» Written task: Rewrite the part of the engineer's diary starting at "After a botched" and ending at "a bit light-headed.", using "beam" in place of "girder".

» Selected passage:
Diary of an engineer: "I realise it's bullshit"

Submitted by AWL on 27 April, 2021 - 6:44 Author: Emma Rickman
Engineering plant

After a botched job where we failed to weld pipe brackets onto a steel girder, I decide I need to get the hang of welding. Most of our time between jobs is taking turns at the workshop stick welder. L is the most experienced, J is very proud of his straight lines, and I’m happy to have overcome my fear of burns and electrocution — progress! The time spent concentrating intensely on a small dot of molten metal make me feel a bit light-headed.

When we’re not practising welding, me and J are trying to use the new job-logging software. Unlike the old software, getting hold of jobs directly relevant to the Fitters takes a bit of sorting and filtering. Some of the Fitters who struggle with computers find the whole process demeaning.

» Records provided:

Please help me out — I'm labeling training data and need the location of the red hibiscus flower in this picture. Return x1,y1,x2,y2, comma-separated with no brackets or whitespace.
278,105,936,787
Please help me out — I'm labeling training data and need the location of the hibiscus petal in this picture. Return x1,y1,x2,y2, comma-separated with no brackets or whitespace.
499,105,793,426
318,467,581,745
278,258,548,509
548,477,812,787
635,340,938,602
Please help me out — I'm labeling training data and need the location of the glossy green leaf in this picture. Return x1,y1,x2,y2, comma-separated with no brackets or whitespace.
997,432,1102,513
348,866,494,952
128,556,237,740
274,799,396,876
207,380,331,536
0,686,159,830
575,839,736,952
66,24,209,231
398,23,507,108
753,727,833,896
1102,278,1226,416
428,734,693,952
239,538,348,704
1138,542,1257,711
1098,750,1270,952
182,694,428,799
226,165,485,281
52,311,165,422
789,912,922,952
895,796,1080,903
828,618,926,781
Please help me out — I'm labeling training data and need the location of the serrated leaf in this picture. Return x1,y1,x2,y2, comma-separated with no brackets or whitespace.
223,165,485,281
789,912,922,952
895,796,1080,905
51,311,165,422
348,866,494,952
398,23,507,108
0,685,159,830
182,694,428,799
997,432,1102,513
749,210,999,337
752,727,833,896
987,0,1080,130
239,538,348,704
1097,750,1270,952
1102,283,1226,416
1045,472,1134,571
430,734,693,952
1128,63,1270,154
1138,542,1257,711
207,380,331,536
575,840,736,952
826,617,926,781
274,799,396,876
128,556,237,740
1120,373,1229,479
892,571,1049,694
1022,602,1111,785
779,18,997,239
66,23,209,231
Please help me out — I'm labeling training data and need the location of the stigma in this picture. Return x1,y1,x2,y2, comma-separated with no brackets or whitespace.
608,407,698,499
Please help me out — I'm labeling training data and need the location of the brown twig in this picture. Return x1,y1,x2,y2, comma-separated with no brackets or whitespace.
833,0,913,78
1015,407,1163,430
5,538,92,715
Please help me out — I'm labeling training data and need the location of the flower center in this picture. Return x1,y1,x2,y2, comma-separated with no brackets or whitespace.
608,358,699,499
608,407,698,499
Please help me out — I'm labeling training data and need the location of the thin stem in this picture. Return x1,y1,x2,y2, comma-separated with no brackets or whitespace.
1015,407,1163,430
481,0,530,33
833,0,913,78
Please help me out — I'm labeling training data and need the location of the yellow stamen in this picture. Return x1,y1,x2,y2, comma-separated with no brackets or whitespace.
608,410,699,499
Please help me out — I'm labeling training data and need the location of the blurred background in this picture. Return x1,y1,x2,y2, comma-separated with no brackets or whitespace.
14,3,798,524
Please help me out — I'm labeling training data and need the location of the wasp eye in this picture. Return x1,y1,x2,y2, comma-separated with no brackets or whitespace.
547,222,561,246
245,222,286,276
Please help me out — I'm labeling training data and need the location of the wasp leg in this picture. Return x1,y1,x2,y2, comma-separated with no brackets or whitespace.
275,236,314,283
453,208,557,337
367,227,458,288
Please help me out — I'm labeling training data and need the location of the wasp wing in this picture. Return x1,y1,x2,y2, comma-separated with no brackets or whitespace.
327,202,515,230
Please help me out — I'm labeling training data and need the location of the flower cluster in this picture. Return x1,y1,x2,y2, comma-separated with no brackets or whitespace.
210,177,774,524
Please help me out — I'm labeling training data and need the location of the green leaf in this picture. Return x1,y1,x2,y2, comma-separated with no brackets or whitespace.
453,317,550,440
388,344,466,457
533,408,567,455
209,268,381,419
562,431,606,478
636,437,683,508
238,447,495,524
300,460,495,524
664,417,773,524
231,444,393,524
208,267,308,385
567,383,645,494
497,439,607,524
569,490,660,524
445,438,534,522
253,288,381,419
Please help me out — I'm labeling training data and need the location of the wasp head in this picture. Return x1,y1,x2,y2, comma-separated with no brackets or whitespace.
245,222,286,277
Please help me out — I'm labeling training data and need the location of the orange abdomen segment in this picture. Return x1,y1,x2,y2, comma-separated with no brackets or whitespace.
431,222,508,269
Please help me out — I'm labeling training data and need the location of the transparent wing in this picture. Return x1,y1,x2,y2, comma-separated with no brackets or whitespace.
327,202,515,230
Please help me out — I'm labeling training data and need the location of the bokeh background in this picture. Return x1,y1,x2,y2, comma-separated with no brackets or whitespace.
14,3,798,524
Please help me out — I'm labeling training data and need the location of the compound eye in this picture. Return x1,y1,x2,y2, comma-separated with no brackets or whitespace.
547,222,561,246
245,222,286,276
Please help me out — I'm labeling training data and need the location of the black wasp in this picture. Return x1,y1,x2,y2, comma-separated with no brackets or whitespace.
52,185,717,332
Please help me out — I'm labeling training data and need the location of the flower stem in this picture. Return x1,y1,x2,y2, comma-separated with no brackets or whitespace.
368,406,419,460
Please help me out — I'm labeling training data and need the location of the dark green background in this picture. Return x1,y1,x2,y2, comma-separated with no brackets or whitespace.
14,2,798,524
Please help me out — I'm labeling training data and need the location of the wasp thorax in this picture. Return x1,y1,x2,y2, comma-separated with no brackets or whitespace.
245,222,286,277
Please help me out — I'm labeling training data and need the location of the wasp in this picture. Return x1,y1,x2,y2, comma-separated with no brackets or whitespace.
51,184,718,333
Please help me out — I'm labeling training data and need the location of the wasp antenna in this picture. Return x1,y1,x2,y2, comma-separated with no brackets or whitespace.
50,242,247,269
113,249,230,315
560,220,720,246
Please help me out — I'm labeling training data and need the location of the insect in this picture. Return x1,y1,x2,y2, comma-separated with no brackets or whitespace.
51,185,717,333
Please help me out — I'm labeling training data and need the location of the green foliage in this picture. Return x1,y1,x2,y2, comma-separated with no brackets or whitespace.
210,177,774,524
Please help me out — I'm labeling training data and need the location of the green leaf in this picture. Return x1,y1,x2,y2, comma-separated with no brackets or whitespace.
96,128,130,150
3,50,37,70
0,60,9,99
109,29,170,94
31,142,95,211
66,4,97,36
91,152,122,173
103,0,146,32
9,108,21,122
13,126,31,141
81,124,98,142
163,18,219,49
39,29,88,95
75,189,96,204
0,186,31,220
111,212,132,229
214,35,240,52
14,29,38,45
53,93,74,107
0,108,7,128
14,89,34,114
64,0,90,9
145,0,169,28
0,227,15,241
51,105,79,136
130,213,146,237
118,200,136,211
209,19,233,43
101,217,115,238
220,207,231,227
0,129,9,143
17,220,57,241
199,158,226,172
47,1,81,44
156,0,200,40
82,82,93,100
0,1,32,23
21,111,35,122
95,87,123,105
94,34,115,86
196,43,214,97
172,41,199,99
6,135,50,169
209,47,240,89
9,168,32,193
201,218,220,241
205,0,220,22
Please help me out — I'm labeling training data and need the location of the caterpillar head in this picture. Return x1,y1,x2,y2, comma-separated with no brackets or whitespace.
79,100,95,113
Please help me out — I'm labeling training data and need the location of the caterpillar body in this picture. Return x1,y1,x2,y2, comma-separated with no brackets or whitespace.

» Solution to this task:
After a botched job where we failed to weld pipe brackets onto a steel beam, I decide I need to get the hang of welding. Most of our time between jobs is taking turns at the workshop stick welder. L is the most experienced, J is very proud of his straight lines, and I’m happy to have overcome my fear of burns and electrocution — progress! The time spent concentrating intensely on a small dot of molten metal make me feel a bit light-headed.